[Pointing and labeling entries]
▽

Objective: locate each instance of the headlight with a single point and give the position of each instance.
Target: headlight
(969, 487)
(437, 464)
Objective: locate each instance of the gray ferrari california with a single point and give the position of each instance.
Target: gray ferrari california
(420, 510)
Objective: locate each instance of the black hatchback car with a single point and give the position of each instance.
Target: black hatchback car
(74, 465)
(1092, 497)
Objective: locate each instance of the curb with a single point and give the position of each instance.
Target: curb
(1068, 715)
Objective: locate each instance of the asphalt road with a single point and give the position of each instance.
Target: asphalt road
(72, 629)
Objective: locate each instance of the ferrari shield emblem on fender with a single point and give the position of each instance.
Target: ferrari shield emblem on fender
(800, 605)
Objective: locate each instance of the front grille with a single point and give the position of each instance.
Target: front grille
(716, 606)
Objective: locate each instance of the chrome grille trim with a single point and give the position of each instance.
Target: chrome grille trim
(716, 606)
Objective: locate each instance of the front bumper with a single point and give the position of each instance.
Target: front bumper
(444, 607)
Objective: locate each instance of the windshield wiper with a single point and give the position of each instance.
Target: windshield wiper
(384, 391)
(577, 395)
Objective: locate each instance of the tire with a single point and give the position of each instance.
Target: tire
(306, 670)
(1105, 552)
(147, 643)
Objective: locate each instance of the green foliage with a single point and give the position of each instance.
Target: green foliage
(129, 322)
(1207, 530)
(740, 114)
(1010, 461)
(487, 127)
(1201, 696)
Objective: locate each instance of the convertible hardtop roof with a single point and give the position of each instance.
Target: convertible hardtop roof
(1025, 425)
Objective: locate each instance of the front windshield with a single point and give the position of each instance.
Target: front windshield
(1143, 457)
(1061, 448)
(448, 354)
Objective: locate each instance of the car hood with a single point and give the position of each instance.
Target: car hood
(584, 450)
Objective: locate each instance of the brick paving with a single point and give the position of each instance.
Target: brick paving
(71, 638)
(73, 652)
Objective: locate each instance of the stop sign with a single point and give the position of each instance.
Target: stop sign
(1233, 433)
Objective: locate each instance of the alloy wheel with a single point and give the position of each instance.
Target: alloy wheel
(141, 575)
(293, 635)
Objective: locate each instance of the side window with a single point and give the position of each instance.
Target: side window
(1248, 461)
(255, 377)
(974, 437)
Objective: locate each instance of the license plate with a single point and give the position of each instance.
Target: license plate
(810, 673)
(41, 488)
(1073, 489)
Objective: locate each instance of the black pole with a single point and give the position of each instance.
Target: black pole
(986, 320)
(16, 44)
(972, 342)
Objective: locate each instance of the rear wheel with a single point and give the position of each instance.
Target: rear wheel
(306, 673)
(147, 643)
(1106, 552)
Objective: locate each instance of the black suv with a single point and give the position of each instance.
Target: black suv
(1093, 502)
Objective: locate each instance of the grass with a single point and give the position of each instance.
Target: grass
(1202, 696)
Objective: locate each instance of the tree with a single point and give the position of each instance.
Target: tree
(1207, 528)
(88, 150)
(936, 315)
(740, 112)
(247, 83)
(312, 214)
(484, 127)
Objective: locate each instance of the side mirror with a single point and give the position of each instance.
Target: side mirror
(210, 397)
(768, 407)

△

> **Aim of the exercise**
Return all of the rows above verbatim, with nothing changed, added, or left out.

> **The result**
Objective: locate each instance of the headlight with a single point and give the position of each instance.
Target: headlight
(969, 487)
(437, 464)
Objective: locate each instance of the gray ferrari california with a single point and give the position of each instance.
Target: gray ferrari california
(420, 510)
Objective: locate each instance of the black hatchback car with a single point and give the position of each instance.
Target: black hatchback car
(74, 465)
(1092, 497)
Objective: locate each instance of the curb with a single point and give the position of each instance.
Target: curb
(1068, 715)
Objective: locate each instance of the asphalt road with a single point and give the position of each instance.
Target: asphalt road
(72, 629)
Objective: locate each instance of the ferrari shield emblem on fender with a single point and give the position of each instance.
Target: ferrari shield emblem on fender
(800, 605)
Objective: locate each instance of the front grille with a single point and give the position of each instance.
Target: front grille
(716, 606)
Objective: locate each instance of the chrome grille trim with a single point and give the position of each instance.
Target: chrome grille trim
(716, 606)
Objective: locate each instance of the front bumper with a single point and give the position of each instance.
Target: front bumper
(444, 607)
Objective: locate each instance of the windshield wiper with a single point and give the position of each instance.
Target: windshield wiper
(384, 391)
(577, 395)
Objective: locate each instance of the tire with a single point and give the position of each instance.
Target: tire
(306, 670)
(1105, 552)
(147, 643)
Objective: locate each instance of the green foliage with a single point and give the position of each instance.
Target: green foliage
(129, 322)
(1207, 530)
(740, 114)
(1010, 461)
(487, 127)
(1201, 696)
Objective: locate each instance of the convertible hardtop roof with a single point and give the position of each instance.
Target: convertible hardtop roof
(1025, 425)
Objective: locate each instance of the front windshield with a single point and give the position of each instance.
Target: front windshield
(1143, 457)
(1061, 448)
(448, 354)
Objective: locate each instance of the car hood with a single point and give the position of each instance.
Target: car hood
(584, 450)
Objective: locate each instance of the brick paving with a single point and give the position of each instance.
Target: brick paving
(71, 638)
(73, 652)
Objective: locate each instance of the stop sign with a single point and give the position of each instance.
Target: stop sign
(1233, 433)
Objective: locate each instance of the alloy wheel with a single point and give the position of each instance.
Target: alloy wheel
(141, 575)
(293, 635)
Objective: locate each instance of the side window with a single point and give the position of each instance.
Target: side window
(1248, 461)
(255, 377)
(974, 437)
Objective: locate each instance of the license plate with a single point and give the position of each instance.
Target: license plate
(810, 673)
(41, 488)
(1073, 489)
Objective: locate each instance of the black pole with a single point and give the position of each instance.
Target: black pole
(986, 320)
(16, 44)
(972, 342)
Objective: locate each instance of the rear wheel with a single point and give the position of each instance.
Target: rear wheel
(306, 673)
(147, 643)
(1106, 552)
Objective: locate each instance of the black suv with a single point and give the position of each instance.
Target: black suv
(1093, 502)
Objective: locate each instance of the grass with a single point and give the position of each instance.
Target: grass
(1202, 696)
Objective: locate each instance of the tree with a single point and give the position of each instance.
Target: tree
(1207, 528)
(88, 150)
(936, 315)
(740, 112)
(247, 83)
(312, 214)
(484, 127)
Objective: locate each instance of the side mirror with a single point and give the position of each instance.
Target: side mirror
(210, 397)
(768, 407)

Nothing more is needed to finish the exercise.